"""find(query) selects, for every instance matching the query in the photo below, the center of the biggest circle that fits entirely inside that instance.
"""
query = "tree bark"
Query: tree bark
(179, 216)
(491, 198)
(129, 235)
........
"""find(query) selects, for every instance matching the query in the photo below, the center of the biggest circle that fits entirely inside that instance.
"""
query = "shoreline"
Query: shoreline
........
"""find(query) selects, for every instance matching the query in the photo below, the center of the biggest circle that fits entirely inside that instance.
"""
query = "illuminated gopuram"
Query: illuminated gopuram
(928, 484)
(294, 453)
........
- **Görev Hedefi**: Yukarıdaki satırlardan kaçında "illuminated" kelimesinin geçtiğini sayın ve yalnızca sayıyı yazın. Büyük ve küçük harf ayrımı önemlidir.

- **Alıştırma Yanıtı**: 2